Debt Management Plans (DMPs) -- Nonprofit Help to Pay Down Debt

One payment, lower rates, no bankruptcy required

How a DMP Works

A debt management plan is administered by a nonprofit credit counseling agency (look for NFCC or FCAA members). You make one monthly payment to the agency, and they distribute it to your creditors at pre-negotiated reduced interest rates. Most DMPs reduce credit card interest to 0-8% and eliminate late fees. You pay back 100% of the principal over 3-5 years.

DMP vs. Debt Settlement vs. Bankruptcy

DMP: Pay back full principal at reduced interest over 3-5 years. Credit impact: moderate. Cost: small monthly fee ($25-50). Debt settlement: Pay 40-60% of balance in lump sum. Credit impact: significant. Cost: 15-25% fee if using a company. Bankruptcy: Discharge or restructure all qualifying debts. Credit impact: major but recoverable. Cost: attorney fees + filing fee. Choose based on the total amount owed, your income, and your timeline.

Who Qualifies

You generally need: enough income to make a meaningful monthly payment (typically $200+/month), primarily unsecured debt (credit cards, medical bills), and a willingness to stop using credit cards during the plan. DMPs do not cover mortgages, auto loans, student loans, or tax debts -- only unsecured consumer debt. If your debt-to-income ratio is too high, the counselor may recommend bankruptcy instead.

Finding a Legitimate Agency

Start with the NFCC (nfcc.org) or FCAA (fcaa.org) -- both vet member agencies. Legitimate agencies: are 501(c)(3) nonprofits, offer free initial counseling, charge modest fees ($25-50/month), and are transparent about all costs. Red flags: large upfront fees, guarantees to eliminate debt, pressure to enroll immediately, or for-profit status disguised as nonprofit.

-- What you need to do --
Do these statements agree with the page on debt management plans: (a) under a DMP, you repay the full principal; (b) a DMP can include auto loans; (c) legitimate agencies charge for the first counseling session? Answer yes or no for each, quoting the words of the page that decide it.

Rows from a collection
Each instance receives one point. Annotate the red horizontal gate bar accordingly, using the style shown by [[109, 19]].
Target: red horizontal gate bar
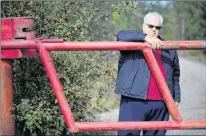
[[46, 45], [59, 45], [149, 125]]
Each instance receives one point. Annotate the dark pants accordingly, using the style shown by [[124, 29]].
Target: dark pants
[[142, 110]]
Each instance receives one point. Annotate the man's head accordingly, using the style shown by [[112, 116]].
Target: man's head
[[152, 23]]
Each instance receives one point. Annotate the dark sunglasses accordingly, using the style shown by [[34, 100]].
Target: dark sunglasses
[[156, 27]]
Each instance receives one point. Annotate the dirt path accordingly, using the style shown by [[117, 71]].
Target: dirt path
[[193, 105]]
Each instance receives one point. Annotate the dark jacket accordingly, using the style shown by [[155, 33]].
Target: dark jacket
[[134, 74]]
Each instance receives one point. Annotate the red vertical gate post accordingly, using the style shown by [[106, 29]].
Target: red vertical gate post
[[12, 28]]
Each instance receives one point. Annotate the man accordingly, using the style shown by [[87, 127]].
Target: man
[[140, 96]]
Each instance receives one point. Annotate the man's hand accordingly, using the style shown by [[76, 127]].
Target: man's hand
[[154, 41], [177, 103]]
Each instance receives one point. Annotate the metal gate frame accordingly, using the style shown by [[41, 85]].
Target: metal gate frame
[[45, 45]]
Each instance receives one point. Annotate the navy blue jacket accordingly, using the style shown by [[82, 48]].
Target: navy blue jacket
[[134, 74]]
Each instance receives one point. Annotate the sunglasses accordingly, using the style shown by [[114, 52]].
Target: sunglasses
[[156, 27]]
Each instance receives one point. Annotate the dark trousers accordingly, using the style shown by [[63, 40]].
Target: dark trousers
[[142, 110]]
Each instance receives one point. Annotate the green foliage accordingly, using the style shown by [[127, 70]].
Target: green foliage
[[36, 109], [84, 74]]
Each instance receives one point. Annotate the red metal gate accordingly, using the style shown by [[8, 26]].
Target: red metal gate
[[17, 44], [45, 45]]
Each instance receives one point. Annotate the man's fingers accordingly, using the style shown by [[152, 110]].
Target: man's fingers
[[160, 42]]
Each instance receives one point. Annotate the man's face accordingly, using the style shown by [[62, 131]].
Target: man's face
[[152, 28]]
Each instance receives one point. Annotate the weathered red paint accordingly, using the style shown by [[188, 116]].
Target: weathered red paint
[[161, 83], [141, 125], [56, 45], [16, 28], [6, 101], [12, 28], [44, 46]]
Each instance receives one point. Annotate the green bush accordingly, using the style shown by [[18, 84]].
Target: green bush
[[36, 109]]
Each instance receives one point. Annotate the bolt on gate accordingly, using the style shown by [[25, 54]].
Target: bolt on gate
[[45, 45]]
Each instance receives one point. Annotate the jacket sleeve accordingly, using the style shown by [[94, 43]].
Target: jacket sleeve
[[176, 78]]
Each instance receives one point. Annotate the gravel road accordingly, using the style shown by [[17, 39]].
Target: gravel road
[[193, 105]]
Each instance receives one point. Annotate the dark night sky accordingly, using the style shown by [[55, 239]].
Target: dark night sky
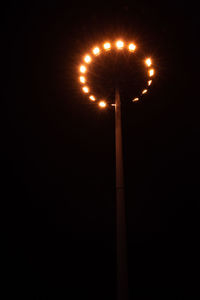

-- Reply to the task --
(a) Yes: "You pay back 100% of the principal over 3-5 years."
(b) No: "DMPs do not cover mortgages, auto loans, student loans, or tax debts"
(c) No: "offer free initial counseling"